Transcribe all of the records below line for line, changing no character.

*** Records supplied

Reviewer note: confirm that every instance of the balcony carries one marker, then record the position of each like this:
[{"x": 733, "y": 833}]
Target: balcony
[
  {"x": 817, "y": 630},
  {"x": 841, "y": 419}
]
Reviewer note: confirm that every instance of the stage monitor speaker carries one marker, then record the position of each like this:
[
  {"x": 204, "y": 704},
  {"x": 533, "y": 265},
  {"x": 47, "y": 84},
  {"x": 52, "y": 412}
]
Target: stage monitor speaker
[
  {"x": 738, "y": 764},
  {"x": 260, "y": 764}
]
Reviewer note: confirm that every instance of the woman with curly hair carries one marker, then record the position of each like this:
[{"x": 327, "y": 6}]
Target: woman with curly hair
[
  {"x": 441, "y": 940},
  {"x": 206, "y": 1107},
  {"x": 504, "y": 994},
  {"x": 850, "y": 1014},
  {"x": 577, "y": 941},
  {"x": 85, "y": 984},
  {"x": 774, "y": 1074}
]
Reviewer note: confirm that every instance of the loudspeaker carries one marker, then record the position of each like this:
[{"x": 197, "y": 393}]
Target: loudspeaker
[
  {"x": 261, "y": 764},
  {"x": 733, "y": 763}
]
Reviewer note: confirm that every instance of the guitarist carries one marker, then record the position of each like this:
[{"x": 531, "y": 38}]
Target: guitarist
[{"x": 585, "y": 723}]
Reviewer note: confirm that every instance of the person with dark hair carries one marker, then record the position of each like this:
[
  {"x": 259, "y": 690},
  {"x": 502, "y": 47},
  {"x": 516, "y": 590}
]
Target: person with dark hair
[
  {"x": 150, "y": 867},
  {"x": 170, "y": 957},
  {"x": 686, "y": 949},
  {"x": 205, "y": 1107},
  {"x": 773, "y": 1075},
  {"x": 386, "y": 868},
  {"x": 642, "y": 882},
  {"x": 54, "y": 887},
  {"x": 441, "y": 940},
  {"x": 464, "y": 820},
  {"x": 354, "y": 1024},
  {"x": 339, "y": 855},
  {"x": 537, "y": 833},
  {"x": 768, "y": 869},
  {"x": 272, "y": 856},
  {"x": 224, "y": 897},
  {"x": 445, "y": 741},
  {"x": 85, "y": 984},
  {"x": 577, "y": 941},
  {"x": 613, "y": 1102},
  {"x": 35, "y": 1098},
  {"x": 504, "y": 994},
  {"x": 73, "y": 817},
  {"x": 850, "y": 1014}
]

******

- Correct output
Reviewer note: confirm that every instance of the balcony carries one marker, then record the position of each like this:
[{"x": 733, "y": 833}]
Target: balcony
[
  {"x": 817, "y": 630},
  {"x": 841, "y": 419}
]
Reviewer note: confirm that every instance of the stage monitor speaker carries one marker, then record the position of each like this:
[
  {"x": 204, "y": 704},
  {"x": 533, "y": 265},
  {"x": 47, "y": 84},
  {"x": 52, "y": 412}
]
Target: stage monitor speaker
[
  {"x": 738, "y": 764},
  {"x": 260, "y": 764}
]
Reviewer note: confirm that every instance of the woman with curly hair carries one marker, then record the position of each like this:
[{"x": 327, "y": 6}]
Target: woman with curly hair
[
  {"x": 441, "y": 940},
  {"x": 206, "y": 1107},
  {"x": 504, "y": 994},
  {"x": 850, "y": 1014},
  {"x": 577, "y": 941},
  {"x": 85, "y": 984},
  {"x": 774, "y": 1074}
]
Reviewer note: confirm that every instance of the loudspeaker carries one marker, then record the position of each like this:
[{"x": 197, "y": 393}]
Target: loudspeaker
[
  {"x": 261, "y": 764},
  {"x": 733, "y": 763}
]
Reviewer note: confirm that every instance of the guitarist carries one marker, then record the position of each like this:
[{"x": 531, "y": 38}]
Target: guitarist
[{"x": 585, "y": 723}]
Reviewer note: confirm that every instance of the person with dark hair carries one marker, then record the position of each like this:
[
  {"x": 259, "y": 690},
  {"x": 502, "y": 47},
  {"x": 516, "y": 590}
]
Target: person with dark hair
[
  {"x": 150, "y": 867},
  {"x": 170, "y": 957},
  {"x": 686, "y": 949},
  {"x": 205, "y": 1107},
  {"x": 773, "y": 1075},
  {"x": 386, "y": 868},
  {"x": 642, "y": 882},
  {"x": 54, "y": 887},
  {"x": 441, "y": 940},
  {"x": 464, "y": 820},
  {"x": 354, "y": 1024},
  {"x": 339, "y": 855},
  {"x": 537, "y": 833},
  {"x": 768, "y": 869},
  {"x": 272, "y": 856},
  {"x": 224, "y": 897},
  {"x": 445, "y": 741},
  {"x": 85, "y": 984},
  {"x": 577, "y": 941},
  {"x": 613, "y": 1102},
  {"x": 35, "y": 1098},
  {"x": 504, "y": 994},
  {"x": 73, "y": 817},
  {"x": 850, "y": 1014}
]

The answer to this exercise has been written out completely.